→ Your instructions:
Reproduce the data below verbatim from the line containing "Practice step: label each instance of the ladder" through its final line, and produce nothing more.

== Supplied data ==

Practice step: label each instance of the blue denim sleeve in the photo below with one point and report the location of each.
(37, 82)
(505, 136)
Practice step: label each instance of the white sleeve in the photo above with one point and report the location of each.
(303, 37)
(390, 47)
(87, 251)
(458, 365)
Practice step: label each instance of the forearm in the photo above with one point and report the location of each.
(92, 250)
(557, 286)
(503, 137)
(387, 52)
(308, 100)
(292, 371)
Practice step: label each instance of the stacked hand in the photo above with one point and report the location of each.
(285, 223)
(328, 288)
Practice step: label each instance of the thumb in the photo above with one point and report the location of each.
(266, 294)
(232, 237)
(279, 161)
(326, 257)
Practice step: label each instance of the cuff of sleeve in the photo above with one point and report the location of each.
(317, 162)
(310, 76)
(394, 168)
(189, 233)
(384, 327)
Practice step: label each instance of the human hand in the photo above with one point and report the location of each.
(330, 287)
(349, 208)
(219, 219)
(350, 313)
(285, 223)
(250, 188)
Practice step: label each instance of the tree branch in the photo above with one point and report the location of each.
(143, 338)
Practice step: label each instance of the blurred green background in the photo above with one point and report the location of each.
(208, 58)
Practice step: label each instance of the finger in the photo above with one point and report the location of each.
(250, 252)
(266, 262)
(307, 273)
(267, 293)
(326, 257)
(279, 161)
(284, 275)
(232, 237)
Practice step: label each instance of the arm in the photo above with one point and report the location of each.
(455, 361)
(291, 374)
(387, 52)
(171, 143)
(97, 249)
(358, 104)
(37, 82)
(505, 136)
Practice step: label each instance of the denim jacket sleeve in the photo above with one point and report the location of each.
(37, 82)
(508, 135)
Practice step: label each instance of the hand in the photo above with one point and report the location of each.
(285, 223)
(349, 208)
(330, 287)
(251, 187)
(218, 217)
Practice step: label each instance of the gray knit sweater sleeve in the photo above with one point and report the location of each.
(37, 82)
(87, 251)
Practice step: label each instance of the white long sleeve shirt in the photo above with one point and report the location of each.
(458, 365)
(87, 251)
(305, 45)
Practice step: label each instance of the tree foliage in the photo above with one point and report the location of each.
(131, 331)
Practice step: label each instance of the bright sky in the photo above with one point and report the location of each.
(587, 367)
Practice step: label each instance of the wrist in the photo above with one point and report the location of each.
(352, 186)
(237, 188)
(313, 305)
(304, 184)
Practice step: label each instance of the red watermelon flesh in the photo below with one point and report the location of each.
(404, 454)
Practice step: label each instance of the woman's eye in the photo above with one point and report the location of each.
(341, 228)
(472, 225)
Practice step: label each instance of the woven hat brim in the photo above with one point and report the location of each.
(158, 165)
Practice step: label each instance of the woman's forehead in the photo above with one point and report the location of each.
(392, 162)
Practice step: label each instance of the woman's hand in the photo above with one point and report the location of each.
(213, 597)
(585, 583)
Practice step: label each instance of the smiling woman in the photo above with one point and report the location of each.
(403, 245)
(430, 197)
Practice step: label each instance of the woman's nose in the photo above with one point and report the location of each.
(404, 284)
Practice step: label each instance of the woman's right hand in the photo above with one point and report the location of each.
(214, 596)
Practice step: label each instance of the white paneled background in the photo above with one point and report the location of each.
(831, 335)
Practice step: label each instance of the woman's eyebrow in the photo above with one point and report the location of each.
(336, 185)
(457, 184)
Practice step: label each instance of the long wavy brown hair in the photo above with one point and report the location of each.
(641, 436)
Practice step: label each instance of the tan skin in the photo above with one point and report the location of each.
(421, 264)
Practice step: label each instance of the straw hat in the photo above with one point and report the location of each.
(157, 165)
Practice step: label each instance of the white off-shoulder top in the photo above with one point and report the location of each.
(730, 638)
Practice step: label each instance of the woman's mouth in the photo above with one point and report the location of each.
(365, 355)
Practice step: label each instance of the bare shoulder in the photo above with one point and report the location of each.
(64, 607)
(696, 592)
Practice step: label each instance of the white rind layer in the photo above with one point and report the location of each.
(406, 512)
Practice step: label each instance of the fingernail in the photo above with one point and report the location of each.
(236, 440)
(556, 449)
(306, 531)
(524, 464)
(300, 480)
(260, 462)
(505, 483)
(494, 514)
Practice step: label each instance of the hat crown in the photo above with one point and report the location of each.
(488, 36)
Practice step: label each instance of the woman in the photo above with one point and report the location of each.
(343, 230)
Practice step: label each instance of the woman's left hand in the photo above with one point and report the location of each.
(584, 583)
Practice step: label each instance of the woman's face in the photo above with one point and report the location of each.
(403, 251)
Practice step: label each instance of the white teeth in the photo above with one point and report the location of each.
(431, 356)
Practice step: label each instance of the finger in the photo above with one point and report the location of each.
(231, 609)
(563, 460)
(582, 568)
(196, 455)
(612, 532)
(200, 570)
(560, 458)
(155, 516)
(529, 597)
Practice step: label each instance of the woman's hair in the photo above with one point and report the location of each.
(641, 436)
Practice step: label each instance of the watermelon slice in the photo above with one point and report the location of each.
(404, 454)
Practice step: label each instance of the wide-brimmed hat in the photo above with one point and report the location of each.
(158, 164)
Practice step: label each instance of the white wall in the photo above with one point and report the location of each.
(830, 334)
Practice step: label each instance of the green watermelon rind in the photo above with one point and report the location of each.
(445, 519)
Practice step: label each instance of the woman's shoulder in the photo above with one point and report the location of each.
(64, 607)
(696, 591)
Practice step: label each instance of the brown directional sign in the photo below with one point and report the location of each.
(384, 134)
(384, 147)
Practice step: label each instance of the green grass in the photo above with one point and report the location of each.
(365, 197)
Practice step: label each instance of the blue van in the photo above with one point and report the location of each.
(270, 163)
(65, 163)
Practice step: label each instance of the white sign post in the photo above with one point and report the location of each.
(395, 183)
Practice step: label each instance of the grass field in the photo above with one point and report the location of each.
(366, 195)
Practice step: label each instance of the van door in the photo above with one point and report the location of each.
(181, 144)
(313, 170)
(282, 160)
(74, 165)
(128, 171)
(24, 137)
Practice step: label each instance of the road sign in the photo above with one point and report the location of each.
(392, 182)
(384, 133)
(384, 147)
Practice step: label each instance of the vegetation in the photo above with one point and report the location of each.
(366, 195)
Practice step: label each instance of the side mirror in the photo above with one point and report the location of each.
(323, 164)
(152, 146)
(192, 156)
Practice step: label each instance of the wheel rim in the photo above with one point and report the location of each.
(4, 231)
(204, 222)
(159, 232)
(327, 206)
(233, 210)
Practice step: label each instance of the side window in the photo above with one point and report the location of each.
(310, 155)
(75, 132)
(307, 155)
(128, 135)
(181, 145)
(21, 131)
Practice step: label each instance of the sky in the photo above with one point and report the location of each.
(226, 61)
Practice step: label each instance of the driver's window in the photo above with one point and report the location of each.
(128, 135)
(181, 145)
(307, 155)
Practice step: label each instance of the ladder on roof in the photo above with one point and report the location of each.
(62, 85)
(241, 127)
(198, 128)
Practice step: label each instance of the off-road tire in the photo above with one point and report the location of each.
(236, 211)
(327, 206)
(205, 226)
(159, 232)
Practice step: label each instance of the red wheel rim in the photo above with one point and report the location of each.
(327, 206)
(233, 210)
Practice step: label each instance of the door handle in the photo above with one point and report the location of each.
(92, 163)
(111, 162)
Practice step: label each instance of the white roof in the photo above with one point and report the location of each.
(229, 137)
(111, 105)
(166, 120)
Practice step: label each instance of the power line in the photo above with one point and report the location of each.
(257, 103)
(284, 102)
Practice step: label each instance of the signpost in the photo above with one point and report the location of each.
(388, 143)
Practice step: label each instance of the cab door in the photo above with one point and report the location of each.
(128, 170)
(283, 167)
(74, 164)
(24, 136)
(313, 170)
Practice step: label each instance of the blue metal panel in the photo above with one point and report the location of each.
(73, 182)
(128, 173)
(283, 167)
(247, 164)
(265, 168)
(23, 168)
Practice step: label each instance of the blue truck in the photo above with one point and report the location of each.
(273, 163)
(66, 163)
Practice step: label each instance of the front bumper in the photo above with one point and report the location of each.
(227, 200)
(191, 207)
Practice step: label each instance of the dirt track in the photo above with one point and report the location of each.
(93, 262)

===

→ Full answer:
Practice step: label each instance of the ladder on roof in the photo above with one point and report the location of each.
(62, 85)
(241, 127)
(198, 128)
Practice step: label each instance of the off-road tire in the photo above with one point and report the location of each.
(236, 211)
(327, 206)
(205, 226)
(159, 232)
Practice step: label each instance of the red wheel rim in the photo above with one point and report the location of each.
(327, 206)
(233, 210)
Practice step: label each instance of the door handle in the photo above with one point and report the location of each.
(92, 163)
(111, 162)
Practice step: label each instance of the white roof in the photo above with one point and report the location of each.
(229, 137)
(111, 105)
(166, 120)
Practice step: label each instance of the power line in the photo above with one point and report the location of each.
(257, 103)
(284, 102)
Practice step: label each instance of the signpost in the photo above with one point and report the location of each.
(388, 143)
Practice step: label each instance of the cab door in the photo above with one point and report the location of each.
(128, 170)
(283, 167)
(74, 164)
(24, 136)
(313, 170)
Practice step: label each instance of the blue metal panel in the photo above with one point and report the location of each.
(73, 182)
(128, 173)
(283, 167)
(247, 164)
(265, 168)
(23, 168)
Practice step: label each instance of the blue truck in the photo above with one point and report the location of each.
(273, 163)
(66, 163)
Practice step: label each instance of the front bumper in the photo above with one point and report the location of each.
(227, 200)
(191, 207)
Practice step: label each instance of the dirt track in the photo above with one point and report the location of each.
(93, 262)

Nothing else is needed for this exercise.